__PASSAGE SHOWN__

Release Date: September 27, 2021
BUFFALO, N.Y. — Researchers from the University at Buffalo conducted a study of nearly 80,000 postmenopausal women in the U.S. to determine whether caffeine consumption from coffee and tea has any association with invasive breast cancer.
The average age when U.S. women reach menopause, 51, also happens to coincide with the age group — 50- to 64-year-olds — that has the highest reported caffeine consumption. In addition to that, the average age of breast cancer diagnosis in the U.S. is 62.
This overlap of age at menopause, age at diagnosis of breast cancer and age with high caffeine consumption gave greater weight to the importance of clarifying whether caffeine intake impacts breast cancer risk in postmenopausal women.
It does not, according to the UB researchers’ findings, published in August in the International Journal of Cancer.
“From our literature review, many studies have found significant associations between coffee and/or tea consumption and reduced breast cancer incidence whereas a few studies have reported elevated risk. Our study, however, found no association,” said study first author Christina KH Zheng, who worked on the study while completing her master’s in epidemiology at UB. She is now a surgical resident in the MedStar Baltimore general surgery program.
“About 85% of Americans drink at least one caffeinated beverage a day. It is important for the public to know whether consumption of caffeinated beverages has beneficial or harmful effects on breast cancer, the most common type of cancer and second-leading cause of cancer death for U.S. women,” said Lina Mu, MD, PhD, the study’s senior author, who is an associate professor of epidemiology and environmental health at UB.
“The overlap of age at diagnosis of breast cancer and age with high consumption of caffeine, and the inconsistent findings from previous studies motivated us to study whether this lifestyle factor could affect breast cancer risk in postmenopausal women,” said Kexin Zhu, a study co-first author and epidemiology PhD student in UB’s School of Public Health and Health Professions.

__RECORD EXTRACTS__
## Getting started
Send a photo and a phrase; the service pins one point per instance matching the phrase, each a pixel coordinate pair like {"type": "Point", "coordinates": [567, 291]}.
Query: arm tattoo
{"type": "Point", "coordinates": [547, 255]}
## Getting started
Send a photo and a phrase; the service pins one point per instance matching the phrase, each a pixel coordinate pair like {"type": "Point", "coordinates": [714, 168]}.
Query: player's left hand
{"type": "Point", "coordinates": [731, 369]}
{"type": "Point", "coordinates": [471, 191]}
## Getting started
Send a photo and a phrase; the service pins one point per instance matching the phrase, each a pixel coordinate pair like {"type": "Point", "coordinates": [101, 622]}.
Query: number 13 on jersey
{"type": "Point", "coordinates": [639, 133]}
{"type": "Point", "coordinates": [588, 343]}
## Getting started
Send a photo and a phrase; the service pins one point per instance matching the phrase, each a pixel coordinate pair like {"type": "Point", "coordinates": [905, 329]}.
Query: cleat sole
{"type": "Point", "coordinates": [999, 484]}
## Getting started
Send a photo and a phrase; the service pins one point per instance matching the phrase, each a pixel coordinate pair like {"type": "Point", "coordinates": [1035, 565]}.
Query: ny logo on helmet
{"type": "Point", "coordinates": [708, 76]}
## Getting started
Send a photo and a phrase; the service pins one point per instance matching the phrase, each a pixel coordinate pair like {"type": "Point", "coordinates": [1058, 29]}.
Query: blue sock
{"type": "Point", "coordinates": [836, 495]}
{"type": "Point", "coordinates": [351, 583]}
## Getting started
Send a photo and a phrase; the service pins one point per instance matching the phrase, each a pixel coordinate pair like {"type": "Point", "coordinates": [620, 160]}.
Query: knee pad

__EXERCISE AIM__
Give back, word for word, the part of the caffeine and breast cancer article between "Release Date: September" and "in postmenopausal women.", inclusive.

__SOLUTION__
Release Date: September 27, 2021
BUFFALO, N.Y. — Researchers from the University at Buffalo conducted a study of nearly 80,000 postmenopausal women in the U.S. to determine whether caffeine consumption from coffee and tea has any association with invasive breast cancer.
The average age when U.S. women reach menopause, 51, also happens to coincide with the age group — 50- to 64-year-olds — that has the highest reported caffeine consumption. In addition to that, the average age of breast cancer diagnosis in the U.S. is 62.
This overlap of age at menopause, age at diagnosis of breast cancer and age with high caffeine consumption gave greater weight to the importance of clarifying whether caffeine intake impacts breast cancer risk in postmenopausal women.